INFORMATION GIVEN ::
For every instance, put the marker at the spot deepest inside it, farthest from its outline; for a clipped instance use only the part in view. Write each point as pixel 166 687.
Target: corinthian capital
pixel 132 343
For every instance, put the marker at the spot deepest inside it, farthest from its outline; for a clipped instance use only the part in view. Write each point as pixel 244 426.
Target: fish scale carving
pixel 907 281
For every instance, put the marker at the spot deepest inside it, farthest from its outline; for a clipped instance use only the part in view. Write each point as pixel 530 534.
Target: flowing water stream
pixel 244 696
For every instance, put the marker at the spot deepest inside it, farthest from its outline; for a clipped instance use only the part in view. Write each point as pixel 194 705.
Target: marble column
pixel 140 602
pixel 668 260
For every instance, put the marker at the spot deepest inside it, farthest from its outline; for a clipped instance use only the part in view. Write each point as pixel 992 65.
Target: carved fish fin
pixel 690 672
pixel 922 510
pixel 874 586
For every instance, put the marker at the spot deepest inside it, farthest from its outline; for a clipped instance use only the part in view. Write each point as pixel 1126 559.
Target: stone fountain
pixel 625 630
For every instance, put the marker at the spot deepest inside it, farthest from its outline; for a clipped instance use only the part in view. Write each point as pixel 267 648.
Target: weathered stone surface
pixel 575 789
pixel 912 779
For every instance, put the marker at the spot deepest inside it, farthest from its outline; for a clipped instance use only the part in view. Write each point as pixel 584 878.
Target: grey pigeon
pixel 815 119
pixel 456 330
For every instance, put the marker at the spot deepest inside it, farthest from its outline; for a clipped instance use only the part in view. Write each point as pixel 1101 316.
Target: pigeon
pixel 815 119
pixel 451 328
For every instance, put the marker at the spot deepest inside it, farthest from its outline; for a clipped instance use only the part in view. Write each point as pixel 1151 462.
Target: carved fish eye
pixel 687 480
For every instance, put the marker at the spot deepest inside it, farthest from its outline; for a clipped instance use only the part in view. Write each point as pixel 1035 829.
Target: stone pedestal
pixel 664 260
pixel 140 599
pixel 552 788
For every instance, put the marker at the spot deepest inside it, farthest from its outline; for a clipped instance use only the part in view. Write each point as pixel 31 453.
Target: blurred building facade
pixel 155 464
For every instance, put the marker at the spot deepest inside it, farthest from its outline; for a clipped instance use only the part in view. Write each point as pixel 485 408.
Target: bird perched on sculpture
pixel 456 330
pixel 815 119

INSTRUCTIONS TO FOLLOW :: Express all of the entries above as a two-column CSV with the header row instruction,response, one row per entry. Put each entry's text in the instruction field and its answer in the response field, quoting each field and replacing line breaks with spaces.

WRITTEN RESPONSE ::
instruction,response
"For every instance, put the marker at the spot deepest inside it, farthest from its outline; for a clipped instance use only the part in view. Write each point as pixel 166 687. Target: corinthian capital","pixel 132 343"
"For every instance, put the marker at the spot deepest inside it, farthest from its outline; for a clipped instance use only the part in view. Write each point as pixel 244 426. Target: fish scale carving","pixel 907 281"
"For every instance, put the marker at the spot deepest inside it, farthest from its outline; for a clipped instance use only the part in view. Write each point as pixel 530 534. Target: flowing water stream","pixel 244 696"
"For every instance, put the marker at the spot deepest inside it, farthest from its outline; for a clipped instance use only the part in view. Write each point as pixel 194 705. Target: marble column","pixel 140 602 pixel 668 260"
"For every instance, put the marker at the spot deepest inside it, farthest from its outline; for a clipped instance use only the part in view. Write each point as pixel 992 65. Target: carved fish fin","pixel 690 672 pixel 922 510 pixel 874 586"
"For every instance, put the marker at the spot deepest inside it, farthest from its outline; for a clipped instance use only the part in view. Write each point as pixel 1126 559. Target: stone fountain","pixel 625 630"
"For every instance, put the marker at the spot deepest inside it, farthest from its outline; for a clipped instance use only the part in view. Write each point as pixel 267 648. Target: weathered stone surface","pixel 575 789 pixel 912 779"
"For every instance, put the marker at the spot deepest inside it, farthest from its outline; for a clipped instance use only the part in view. Write each point as pixel 584 878. Target: grey pigeon","pixel 815 119 pixel 456 330"
"For every instance, put the marker at the spot deepest inside it, farthest from its outline; for a clipped instance use only the part in view. Write each point as pixel 1101 316. Target: pigeon","pixel 815 119 pixel 451 328"
"For every instance, put the marker at the spot deepest inside it, farthest from its outline; for a clipped instance use only the part in view. Write each point as pixel 1151 462. Target: carved fish eye","pixel 687 480"
"For every instance, put the marker at the spot deepest inside it, farthest from its outline; for a clipped instance use only the part in view. Write each point as pixel 1035 829. Target: stone pedestal","pixel 664 260 pixel 140 599 pixel 552 788"
"For every instance, put the marker at the spot deepest inside it, farthest from its outline; for a clipped instance use only the part in view. Write each point as pixel 31 453. Target: blurred building facade","pixel 155 464"
"For every instance, put the marker at the spot deepest inside it, farthest from its outline; for a clipped instance use only the part in view. Write each point as pixel 485 408. Target: bird perched on sculpture","pixel 456 330 pixel 815 119"